PASSAGE:
To better understand the concept of high sensitivity and classify empaths and highly sensitive people, imagine a hypothetical sensitivity scale with values from 1 to 100. The number 1 represents the highest value and the highest sensitivity, and the number 100 represents the lowest value and the lowest sensitivity.

On this scale, about the first 4 percent of the highest values are occupied by empaths. They are the most sensitive group and have an exceptionally reactive neurological system and heightened sensory and extrasensory perception.

The next 16 values are occupied by other highly sensitive people. The next 20 percent of the values are occupied by “sensitive people” (these are mostly people who are considered very empathic), followed by “moderately sensitive people” (people who can be empathic if they make an effort ), “less sensitive people” (people, who are empathic only in exceptional circumstances), and at the lower end of the scale are narcissists, sociopaths, psychopaths, and various other types of “paths” (people for whom it’s questionable whether they can be empathic at all and who care little about how others feel).

This is an imaginary scale that I use only to describe the different degrees of sensitivity a bit more vividly and to categorize empaths and highly sensitive people more categorically in relation to other people who aren’t highly sensitive.

High sensitivity is a genetic trait and something you either have or you don’t have – either we have it in us, or we don’t – and a person who isn’t naturally highly sensitive can only become highly sensitive in exceptional situations in a short period of time.

REQUIREMENT:
Copy out word for word the part of the sensitivity scale passage starting at "This is an imaginary" and ending at "aren’t highly sensitive.".

INFORMATION PROVIDED:
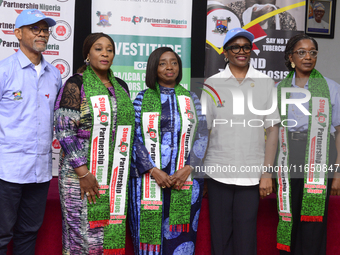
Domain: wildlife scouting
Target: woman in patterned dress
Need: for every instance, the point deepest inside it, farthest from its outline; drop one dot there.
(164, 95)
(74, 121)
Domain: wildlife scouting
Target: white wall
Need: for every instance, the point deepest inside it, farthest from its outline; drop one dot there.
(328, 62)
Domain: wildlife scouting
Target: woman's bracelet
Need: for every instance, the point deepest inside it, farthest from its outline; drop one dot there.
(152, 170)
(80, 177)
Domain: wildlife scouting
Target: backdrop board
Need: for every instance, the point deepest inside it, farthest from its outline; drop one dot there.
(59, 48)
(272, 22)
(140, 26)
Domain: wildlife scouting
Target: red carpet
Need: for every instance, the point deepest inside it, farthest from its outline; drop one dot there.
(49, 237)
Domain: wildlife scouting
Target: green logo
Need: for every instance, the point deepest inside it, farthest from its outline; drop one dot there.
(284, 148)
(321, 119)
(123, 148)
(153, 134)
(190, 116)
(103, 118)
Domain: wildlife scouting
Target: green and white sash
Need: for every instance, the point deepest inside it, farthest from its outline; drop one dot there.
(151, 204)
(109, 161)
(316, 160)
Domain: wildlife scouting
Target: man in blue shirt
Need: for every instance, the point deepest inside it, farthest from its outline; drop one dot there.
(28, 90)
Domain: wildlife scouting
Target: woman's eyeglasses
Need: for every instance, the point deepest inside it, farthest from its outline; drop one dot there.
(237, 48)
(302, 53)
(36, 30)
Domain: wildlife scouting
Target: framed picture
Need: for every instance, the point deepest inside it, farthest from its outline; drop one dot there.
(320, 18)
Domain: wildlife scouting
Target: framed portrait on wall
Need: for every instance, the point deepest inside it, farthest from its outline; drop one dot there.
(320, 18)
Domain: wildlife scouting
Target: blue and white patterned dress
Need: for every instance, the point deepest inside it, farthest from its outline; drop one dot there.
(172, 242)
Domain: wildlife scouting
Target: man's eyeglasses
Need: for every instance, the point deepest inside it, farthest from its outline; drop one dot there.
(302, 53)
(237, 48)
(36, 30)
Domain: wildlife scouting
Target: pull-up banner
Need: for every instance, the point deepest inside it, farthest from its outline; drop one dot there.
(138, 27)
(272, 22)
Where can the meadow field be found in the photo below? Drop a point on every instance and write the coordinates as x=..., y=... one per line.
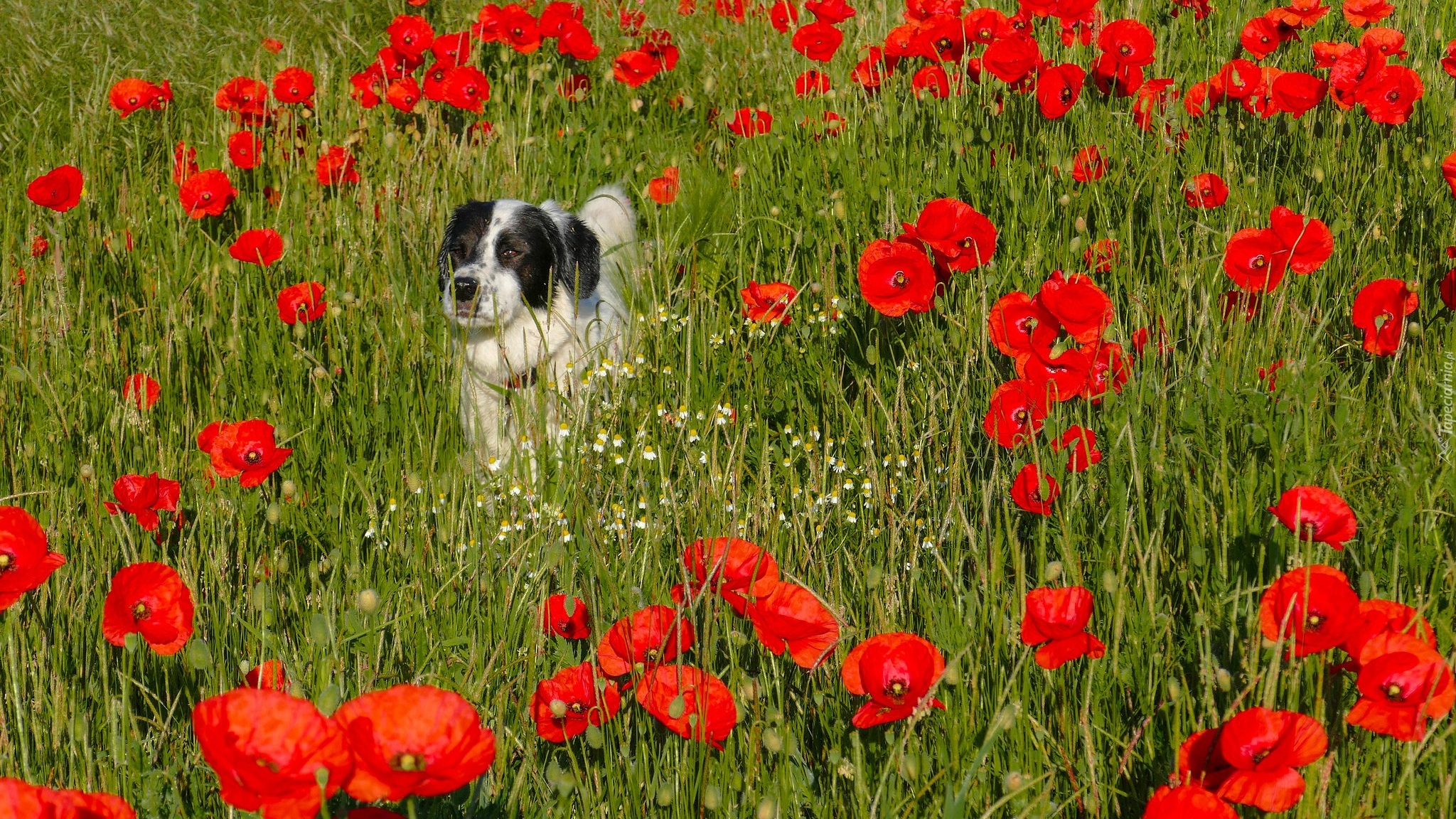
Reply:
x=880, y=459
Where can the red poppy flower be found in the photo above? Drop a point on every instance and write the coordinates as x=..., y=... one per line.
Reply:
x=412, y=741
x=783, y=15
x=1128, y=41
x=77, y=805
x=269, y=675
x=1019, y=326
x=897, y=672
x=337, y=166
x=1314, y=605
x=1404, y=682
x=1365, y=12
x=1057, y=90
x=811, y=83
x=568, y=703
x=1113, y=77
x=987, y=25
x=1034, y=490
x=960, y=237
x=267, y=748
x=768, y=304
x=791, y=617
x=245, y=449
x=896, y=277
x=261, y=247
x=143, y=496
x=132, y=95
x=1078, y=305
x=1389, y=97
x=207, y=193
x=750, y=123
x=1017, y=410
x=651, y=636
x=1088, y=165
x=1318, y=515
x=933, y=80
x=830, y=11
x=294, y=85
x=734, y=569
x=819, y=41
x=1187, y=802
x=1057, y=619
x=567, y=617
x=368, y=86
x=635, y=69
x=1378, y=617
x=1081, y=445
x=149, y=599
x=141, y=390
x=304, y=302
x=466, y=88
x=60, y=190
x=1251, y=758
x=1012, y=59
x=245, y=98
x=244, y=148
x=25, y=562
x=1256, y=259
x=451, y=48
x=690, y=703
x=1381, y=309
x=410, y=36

RESULT:
This is an imaginary scale that I use only to describe the different degrees of sensitivity a bit more vividly and to categorize empaths and highly sensitive people more categorically in relation to other people who aren’t highly sensitive.